### Given information:
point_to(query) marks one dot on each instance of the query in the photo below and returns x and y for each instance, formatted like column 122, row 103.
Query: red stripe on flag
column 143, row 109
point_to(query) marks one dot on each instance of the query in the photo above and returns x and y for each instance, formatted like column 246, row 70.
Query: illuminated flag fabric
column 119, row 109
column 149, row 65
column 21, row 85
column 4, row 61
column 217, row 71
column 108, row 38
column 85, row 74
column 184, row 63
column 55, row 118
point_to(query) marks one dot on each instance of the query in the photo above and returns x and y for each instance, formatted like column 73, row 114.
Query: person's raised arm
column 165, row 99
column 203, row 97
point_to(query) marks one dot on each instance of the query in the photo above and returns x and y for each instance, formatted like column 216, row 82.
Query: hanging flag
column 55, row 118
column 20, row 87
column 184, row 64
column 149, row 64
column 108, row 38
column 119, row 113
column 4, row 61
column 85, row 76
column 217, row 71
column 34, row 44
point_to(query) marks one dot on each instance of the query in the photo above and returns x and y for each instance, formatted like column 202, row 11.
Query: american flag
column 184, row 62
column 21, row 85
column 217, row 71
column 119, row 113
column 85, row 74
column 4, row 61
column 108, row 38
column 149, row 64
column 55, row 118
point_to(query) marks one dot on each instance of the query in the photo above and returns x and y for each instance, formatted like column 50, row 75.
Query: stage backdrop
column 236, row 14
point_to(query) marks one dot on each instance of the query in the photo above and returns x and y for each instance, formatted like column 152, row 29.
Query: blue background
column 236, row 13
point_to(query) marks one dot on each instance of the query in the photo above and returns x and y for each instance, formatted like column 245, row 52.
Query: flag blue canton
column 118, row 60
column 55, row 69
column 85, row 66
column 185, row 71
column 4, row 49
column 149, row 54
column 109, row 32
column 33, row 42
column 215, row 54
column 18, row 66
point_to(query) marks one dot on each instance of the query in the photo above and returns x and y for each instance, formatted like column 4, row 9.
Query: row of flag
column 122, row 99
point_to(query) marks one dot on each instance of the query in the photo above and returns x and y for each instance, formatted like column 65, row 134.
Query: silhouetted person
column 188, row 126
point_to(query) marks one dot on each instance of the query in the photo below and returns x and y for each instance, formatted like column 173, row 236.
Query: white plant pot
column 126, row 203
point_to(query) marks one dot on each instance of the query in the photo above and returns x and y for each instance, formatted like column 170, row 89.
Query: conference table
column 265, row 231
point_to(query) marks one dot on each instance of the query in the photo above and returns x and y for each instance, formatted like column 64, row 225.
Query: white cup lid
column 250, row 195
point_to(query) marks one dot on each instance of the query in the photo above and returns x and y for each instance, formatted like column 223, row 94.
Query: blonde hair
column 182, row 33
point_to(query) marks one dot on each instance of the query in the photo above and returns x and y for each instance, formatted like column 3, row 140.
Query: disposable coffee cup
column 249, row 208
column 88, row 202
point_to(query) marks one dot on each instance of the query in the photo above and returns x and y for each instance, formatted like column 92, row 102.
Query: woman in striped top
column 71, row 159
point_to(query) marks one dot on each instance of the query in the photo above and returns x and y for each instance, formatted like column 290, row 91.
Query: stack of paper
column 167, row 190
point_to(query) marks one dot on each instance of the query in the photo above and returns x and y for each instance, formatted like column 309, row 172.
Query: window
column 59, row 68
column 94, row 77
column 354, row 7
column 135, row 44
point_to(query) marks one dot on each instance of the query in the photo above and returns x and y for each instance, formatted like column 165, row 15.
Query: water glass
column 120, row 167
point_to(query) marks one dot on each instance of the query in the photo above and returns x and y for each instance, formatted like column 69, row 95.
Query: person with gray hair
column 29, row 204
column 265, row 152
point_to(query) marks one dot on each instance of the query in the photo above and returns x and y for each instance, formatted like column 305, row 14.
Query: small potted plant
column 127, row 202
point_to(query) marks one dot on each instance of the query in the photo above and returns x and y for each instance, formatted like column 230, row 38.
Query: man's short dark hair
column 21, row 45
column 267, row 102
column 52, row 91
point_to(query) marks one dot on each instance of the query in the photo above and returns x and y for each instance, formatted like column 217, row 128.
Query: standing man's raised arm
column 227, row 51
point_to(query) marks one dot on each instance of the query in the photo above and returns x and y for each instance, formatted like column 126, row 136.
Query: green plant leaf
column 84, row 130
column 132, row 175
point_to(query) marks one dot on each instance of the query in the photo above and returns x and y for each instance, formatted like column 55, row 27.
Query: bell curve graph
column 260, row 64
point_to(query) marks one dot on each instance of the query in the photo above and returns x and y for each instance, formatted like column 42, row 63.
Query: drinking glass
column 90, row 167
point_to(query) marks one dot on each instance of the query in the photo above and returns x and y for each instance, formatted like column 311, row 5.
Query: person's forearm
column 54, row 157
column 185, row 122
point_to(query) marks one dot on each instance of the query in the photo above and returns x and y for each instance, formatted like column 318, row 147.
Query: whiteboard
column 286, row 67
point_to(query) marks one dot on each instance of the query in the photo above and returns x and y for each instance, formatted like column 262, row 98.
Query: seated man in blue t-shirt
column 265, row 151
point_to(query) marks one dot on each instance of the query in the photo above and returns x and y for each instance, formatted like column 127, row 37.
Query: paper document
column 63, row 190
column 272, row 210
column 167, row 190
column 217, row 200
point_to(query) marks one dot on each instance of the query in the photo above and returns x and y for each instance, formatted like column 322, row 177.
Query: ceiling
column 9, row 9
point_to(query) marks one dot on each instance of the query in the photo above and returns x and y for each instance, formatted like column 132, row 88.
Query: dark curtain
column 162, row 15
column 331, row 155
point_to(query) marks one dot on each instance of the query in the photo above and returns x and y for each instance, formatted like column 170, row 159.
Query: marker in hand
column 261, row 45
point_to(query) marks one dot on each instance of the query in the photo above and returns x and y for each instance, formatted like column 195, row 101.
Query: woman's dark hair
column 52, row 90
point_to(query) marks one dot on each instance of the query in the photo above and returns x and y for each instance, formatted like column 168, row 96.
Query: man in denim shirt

### Work to be completed:
Extract every line of the material above and reproduce each one verbatim, in its original order.

### Solution for this problem:
point_to(query) marks one dot on each instance of the query in the photo below and returns x and y for each instance, formatted like column 122, row 103.
Query: red stripe on flag
column 143, row 109
point_to(query) marks one dot on each instance of the query in the photo above and returns x and y for each instance, formatted like column 246, row 70.
Query: illuminated flag fabric
column 119, row 109
column 149, row 65
column 21, row 85
column 4, row 61
column 217, row 71
column 108, row 38
column 85, row 74
column 184, row 63
column 55, row 118
point_to(query) marks one dot on each instance of the query in the photo above and returns x and y for each instance, formatted like column 73, row 114.
Query: person's raised arm
column 165, row 99
column 203, row 97
point_to(query) marks one dot on each instance of the query in the photo above and returns x and y for each instance, formatted like column 216, row 82.
Query: hanging flag
column 55, row 118
column 20, row 87
column 184, row 64
column 149, row 64
column 108, row 38
column 119, row 113
column 4, row 61
column 85, row 76
column 217, row 71
column 34, row 44
point_to(query) marks one dot on each instance of the query in the photo above and returns x and y for each instance, formatted like column 202, row 11.
Query: american flag
column 184, row 62
column 21, row 85
column 217, row 71
column 119, row 113
column 85, row 74
column 4, row 61
column 108, row 38
column 149, row 64
column 55, row 118
point_to(query) marks one dot on each instance of the query in the photo above and returns x and y for each instance, formatted like column 50, row 75.
Query: stage backdrop
column 236, row 14
point_to(query) marks one dot on each instance of the query in the photo above and returns x and y for each instance, formatted like column 152, row 29.
Query: blue background
column 236, row 13
point_to(query) marks one dot on each instance of the query in the photo above and returns x and y for each instance, formatted like column 245, row 52.
Query: flag blue canton
column 118, row 60
column 55, row 69
column 85, row 66
column 185, row 71
column 4, row 49
column 149, row 54
column 109, row 32
column 33, row 42
column 215, row 54
column 18, row 66
point_to(query) marks one dot on each instance of the query in the photo above and returns x and y for each instance, formatted like column 4, row 9.
Query: row of flag
column 122, row 99
point_to(query) marks one dot on each instance of the query in the photo above and returns x and y for each instance, formatted like column 65, row 134.
Query: silhouetted person
column 188, row 126
point_to(query) marks one dot on each instance of the query in the photo below and returns x and y for each instance, formatted like column 173, row 236.
Query: white plant pot
column 126, row 203
point_to(query) marks one dot on each instance of the query in the photo above and returns x and y for each instance, formatted like column 170, row 89.
Query: conference table
column 265, row 231
point_to(query) marks one dot on each instance of the query in the photo above and returns x and y for each instance, formatted like column 64, row 225.
Query: white cup lid
column 250, row 195
point_to(query) marks one dot on each instance of the query in the photo above and returns x and y for each instance, formatted like column 223, row 94.
Query: blonde hair
column 182, row 33
point_to(query) marks one dot on each instance of the query in the photo above and returns x and y for each instance, formatted like column 3, row 140.
Query: disposable coffee cup
column 249, row 208
column 88, row 202
point_to(query) marks one dot on each instance of the query in the photo above and returns x and y for each instance, formatted like column 92, row 102.
Query: woman in striped top
column 71, row 159
point_to(query) marks one dot on each instance of the query in the photo above and returns x and y for each instance, formatted like column 290, row 91.
Query: stack of paper
column 167, row 190
point_to(query) marks one dot on each instance of the query in the photo above and returns x and y for each instance, formatted like column 309, row 172.
Query: window
column 59, row 68
column 94, row 77
column 354, row 7
column 135, row 44
point_to(query) marks one dot on each instance of the query in the photo above and returns x and y for each instance, formatted like column 165, row 15.
Query: water glass
column 120, row 167
point_to(query) marks one dot on each instance of the query in the photo above and returns x and y for each instance, formatted like column 69, row 95.
Query: person with gray hair
column 29, row 204
column 265, row 152
point_to(query) marks one dot on each instance of the query in the photo above and returns x and y for each instance, formatted like column 305, row 14.
Query: small potted plant
column 127, row 202
point_to(query) marks one dot on each instance of the query in the photo above and returns x and y for each instance, formatted like column 230, row 38.
Query: man's short dark hair
column 21, row 45
column 267, row 102
column 52, row 91
point_to(query) marks one dot on each instance of the query in the photo above and returns x and y for each instance, formatted like column 217, row 128.
Query: standing man's raised arm
column 227, row 51
point_to(query) marks one dot on each instance of the query in the photo above and returns x and y for each instance, formatted like column 126, row 136.
Query: green plant leaf
column 84, row 130
column 132, row 175
point_to(query) marks one dot on each instance of the query in the photo above and returns x and y for each instance, formatted like column 55, row 27.
Query: bell curve graph
column 260, row 64
point_to(query) marks one dot on each instance of the query in the photo above and returns x and y for each instance, formatted like column 42, row 63.
Query: drinking glass
column 90, row 167
point_to(query) marks one dot on each instance of the query in the photo above and returns x and y for each instance, formatted like column 311, row 5.
Query: person's forearm
column 54, row 157
column 185, row 122
point_to(query) marks one dot on each instance of the query in the photo above and returns x and y for each instance, formatted like column 318, row 147.
Query: whiteboard
column 286, row 67
point_to(query) marks one dot on each instance of the query in the photo above and returns x and y for each instance, formatted like column 262, row 98.
Query: seated man in blue t-shirt
column 265, row 151
point_to(query) marks one dot on each instance of the query in the photo above and returns x and y for each instance, formatted like column 127, row 37.
Query: paper document
column 63, row 190
column 272, row 210
column 167, row 190
column 217, row 200
point_to(query) marks one dot on each instance of the query in the photo above and returns x and y for each instance, formatted like column 322, row 177.
Query: ceiling
column 9, row 9
point_to(query) marks one dot on each instance of the query in the photo above and returns x and y for each instance, formatted like column 132, row 88.
Query: dark curtain
column 162, row 15
column 331, row 155
point_to(query) marks one dot on each instance of the query in the photo above and returns x and y for each instance, formatted like column 170, row 159.
Query: marker in hand
column 261, row 45
point_to(query) marks one dot on each instance of the query in the photo above and returns x and y for each instance, formatted like column 195, row 101.
Query: woman's dark hair
column 52, row 90
point_to(query) marks one dot on each instance of the query in the photo above and returns x and y for each instance, formatted like column 168, row 96.
Query: man in denim shirt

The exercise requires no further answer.